Task directions -
From the items below, select and copy every line that contains the word "instance". Case counts.

Data lines -
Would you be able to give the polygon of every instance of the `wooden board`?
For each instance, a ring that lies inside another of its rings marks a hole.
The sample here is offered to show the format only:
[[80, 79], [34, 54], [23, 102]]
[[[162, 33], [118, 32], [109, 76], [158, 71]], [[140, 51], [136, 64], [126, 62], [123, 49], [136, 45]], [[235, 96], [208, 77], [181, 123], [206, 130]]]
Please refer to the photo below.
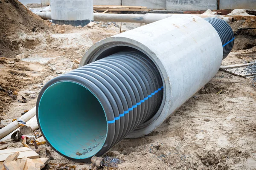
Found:
[[146, 6], [115, 6], [115, 5], [96, 5], [93, 6], [93, 7], [98, 8], [105, 8], [105, 7], [124, 7], [124, 8], [147, 8]]
[[17, 147], [17, 148], [12, 148], [5, 149], [4, 150], [0, 150], [0, 155], [6, 154], [6, 153], [15, 153], [17, 152], [23, 152], [28, 150], [32, 150], [31, 149], [29, 148], [26, 147]]
[[95, 24], [96, 24], [96, 23], [94, 22], [90, 22], [89, 23], [86, 25], [86, 26], [89, 28], [91, 28]]
[[50, 161], [49, 158], [37, 158], [35, 159], [32, 159], [32, 161], [33, 162], [42, 162], [43, 164], [45, 165], [48, 164], [48, 163]]
[[[17, 159], [21, 159], [23, 157], [27, 157], [30, 159], [38, 158], [39, 157], [39, 155], [37, 154], [34, 150], [28, 150], [24, 152], [20, 152], [20, 155]], [[0, 162], [4, 161], [7, 158], [8, 156], [12, 153], [6, 153], [0, 155]]]
[[15, 161], [4, 163], [3, 166], [6, 170], [20, 170]]
[[[96, 11], [105, 11], [106, 9], [94, 8]], [[149, 9], [108, 9], [109, 11], [149, 11]]]
[[106, 11], [105, 11], [102, 12], [102, 14], [105, 14], [106, 12], [108, 12], [108, 9], [107, 9]]
[[7, 148], [7, 147], [6, 146], [0, 146], [0, 150], [3, 150], [3, 149], [6, 149]]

Output for this task -
Would you be able to give the polygon of every instance of the `wooden board`?
For each instance, a ring that lies inside another of its rings marks a hole.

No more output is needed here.